## [Source text]
::::::

Let us live, darling Lesbia, and let us love,
and let us consider all the rumors of
severe old men to be worth only a penny!
Suns are able to set and rise:
when once the short light has set
one long night must we sleep.
Give to me a thousand kisses, then a hundred,
then another thousand, then a second hundred,
then quickly a thousand, then a hundred.
Then, when we have made many thousands of kisses,
we will toss them to the haze, lest we know,
or anyone wicked can envy
when it is known that such kisses exist.

::::::

## [Record set]
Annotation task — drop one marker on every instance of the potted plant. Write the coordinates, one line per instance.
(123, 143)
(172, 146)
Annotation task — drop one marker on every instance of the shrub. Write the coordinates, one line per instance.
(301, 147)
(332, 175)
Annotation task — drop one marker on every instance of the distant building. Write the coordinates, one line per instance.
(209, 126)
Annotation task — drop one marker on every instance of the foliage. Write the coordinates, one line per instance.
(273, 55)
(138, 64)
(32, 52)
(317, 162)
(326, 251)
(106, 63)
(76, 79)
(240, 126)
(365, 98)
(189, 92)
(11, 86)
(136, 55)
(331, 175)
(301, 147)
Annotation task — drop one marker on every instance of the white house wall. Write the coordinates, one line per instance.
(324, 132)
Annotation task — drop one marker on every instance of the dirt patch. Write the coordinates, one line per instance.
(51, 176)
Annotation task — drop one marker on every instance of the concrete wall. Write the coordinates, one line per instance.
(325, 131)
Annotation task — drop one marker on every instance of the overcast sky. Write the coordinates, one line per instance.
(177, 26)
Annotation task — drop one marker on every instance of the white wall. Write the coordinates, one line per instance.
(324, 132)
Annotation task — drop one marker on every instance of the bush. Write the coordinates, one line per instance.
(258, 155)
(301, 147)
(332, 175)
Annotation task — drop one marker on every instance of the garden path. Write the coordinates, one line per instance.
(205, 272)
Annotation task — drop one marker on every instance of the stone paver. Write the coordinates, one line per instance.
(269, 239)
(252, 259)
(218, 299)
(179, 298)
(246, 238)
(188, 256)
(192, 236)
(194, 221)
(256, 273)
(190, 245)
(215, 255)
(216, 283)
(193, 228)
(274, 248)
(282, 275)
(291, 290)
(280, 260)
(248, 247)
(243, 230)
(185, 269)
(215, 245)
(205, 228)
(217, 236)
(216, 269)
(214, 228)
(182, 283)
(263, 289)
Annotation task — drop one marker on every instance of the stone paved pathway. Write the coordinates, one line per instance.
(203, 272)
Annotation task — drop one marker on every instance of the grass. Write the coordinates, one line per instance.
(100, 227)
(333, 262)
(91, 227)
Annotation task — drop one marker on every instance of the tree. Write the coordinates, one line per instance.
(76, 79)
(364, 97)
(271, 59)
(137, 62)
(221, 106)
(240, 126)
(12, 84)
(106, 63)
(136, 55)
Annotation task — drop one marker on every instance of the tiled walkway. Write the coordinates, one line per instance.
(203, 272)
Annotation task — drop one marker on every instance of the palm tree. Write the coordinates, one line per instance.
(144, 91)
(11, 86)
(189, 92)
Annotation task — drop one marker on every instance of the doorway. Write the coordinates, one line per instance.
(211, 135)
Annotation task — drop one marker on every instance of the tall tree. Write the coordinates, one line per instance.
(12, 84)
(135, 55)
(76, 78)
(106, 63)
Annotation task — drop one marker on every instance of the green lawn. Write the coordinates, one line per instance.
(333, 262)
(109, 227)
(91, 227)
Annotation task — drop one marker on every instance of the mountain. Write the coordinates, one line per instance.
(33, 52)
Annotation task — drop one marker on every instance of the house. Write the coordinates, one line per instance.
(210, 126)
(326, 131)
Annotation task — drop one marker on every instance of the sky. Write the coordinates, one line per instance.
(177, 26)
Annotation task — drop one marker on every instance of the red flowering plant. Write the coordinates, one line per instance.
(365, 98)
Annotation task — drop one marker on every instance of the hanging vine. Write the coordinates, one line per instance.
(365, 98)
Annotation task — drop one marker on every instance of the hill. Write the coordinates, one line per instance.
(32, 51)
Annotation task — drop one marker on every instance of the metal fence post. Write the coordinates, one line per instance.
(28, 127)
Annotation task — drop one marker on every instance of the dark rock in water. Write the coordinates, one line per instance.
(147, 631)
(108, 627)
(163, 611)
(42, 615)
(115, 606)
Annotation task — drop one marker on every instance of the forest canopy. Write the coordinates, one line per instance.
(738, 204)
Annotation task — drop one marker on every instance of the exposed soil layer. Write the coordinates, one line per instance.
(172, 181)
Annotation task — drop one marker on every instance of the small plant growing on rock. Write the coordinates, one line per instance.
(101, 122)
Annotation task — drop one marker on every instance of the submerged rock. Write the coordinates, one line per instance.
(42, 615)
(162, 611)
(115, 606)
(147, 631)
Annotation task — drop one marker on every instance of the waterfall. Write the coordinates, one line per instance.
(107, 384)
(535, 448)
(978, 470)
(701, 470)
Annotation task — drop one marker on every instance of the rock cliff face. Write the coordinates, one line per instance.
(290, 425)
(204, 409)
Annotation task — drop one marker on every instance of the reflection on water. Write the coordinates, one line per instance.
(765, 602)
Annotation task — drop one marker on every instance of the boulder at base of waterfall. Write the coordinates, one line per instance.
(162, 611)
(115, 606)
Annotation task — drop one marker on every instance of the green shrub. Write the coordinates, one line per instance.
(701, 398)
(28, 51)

::::::

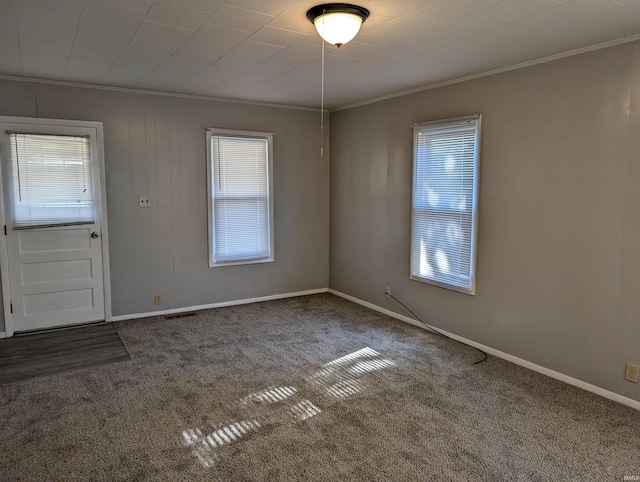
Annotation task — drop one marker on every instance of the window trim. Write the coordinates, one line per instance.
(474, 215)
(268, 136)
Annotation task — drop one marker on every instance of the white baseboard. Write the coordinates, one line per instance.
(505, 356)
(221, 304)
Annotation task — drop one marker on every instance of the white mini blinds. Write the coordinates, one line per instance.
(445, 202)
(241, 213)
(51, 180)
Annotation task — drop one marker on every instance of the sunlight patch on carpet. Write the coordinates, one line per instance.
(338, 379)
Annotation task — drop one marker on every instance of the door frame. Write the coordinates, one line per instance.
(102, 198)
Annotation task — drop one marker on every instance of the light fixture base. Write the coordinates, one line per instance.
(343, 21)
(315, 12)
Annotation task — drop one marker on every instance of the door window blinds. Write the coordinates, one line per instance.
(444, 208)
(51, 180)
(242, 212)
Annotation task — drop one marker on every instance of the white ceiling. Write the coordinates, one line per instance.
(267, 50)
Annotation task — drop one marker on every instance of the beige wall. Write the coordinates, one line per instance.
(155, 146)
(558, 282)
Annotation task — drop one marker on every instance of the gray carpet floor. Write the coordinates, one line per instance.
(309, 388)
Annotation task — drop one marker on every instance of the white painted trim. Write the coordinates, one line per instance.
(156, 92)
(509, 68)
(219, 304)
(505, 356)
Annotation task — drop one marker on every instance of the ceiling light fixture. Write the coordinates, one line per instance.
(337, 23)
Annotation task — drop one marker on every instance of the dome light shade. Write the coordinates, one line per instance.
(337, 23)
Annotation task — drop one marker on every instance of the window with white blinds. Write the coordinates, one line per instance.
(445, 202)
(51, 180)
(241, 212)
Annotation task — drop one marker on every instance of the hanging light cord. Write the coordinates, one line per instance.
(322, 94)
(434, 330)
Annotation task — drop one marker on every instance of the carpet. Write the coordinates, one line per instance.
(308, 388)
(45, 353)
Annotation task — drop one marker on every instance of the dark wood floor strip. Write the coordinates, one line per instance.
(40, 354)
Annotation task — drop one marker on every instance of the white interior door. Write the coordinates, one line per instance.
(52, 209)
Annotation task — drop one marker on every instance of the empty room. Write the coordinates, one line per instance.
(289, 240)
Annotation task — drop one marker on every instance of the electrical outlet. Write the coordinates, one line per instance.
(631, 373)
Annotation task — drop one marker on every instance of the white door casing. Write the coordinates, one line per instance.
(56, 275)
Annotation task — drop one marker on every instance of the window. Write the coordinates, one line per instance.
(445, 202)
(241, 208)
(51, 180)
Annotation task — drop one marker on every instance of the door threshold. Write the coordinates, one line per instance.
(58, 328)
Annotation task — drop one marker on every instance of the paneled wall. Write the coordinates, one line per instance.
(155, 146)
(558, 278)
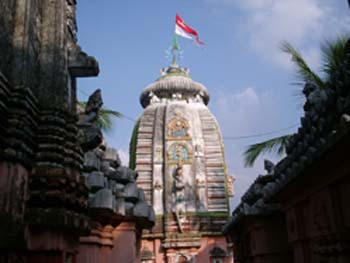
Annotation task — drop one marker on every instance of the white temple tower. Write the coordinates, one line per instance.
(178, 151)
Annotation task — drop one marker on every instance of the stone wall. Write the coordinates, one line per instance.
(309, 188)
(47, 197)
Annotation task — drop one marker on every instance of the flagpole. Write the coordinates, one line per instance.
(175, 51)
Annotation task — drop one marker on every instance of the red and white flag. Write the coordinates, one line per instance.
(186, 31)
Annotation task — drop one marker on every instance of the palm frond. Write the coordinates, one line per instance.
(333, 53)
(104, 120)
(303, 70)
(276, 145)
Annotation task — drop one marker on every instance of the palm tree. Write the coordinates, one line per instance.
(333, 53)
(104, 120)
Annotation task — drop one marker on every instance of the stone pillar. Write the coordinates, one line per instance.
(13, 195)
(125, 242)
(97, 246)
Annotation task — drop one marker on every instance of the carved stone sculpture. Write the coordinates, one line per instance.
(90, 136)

::::::

## [Task prompt]
Print the lines of the poem to Lesbia from "Suns are able" up to and including "such kisses exist.". The entries have no connection to the poem to Lesbia.

## [Result of this exercise]
Suns are able to set and rise:
when once the short light has set
one long night must we sleep.
Give to me a thousand kisses, then a hundred,
then another thousand, then a second hundred,
then quickly a thousand, then a hundred.
Then, when we have made many thousands of kisses,
we will toss them to the haze, lest we know,
or anyone wicked can envy
when it is known that such kisses exist.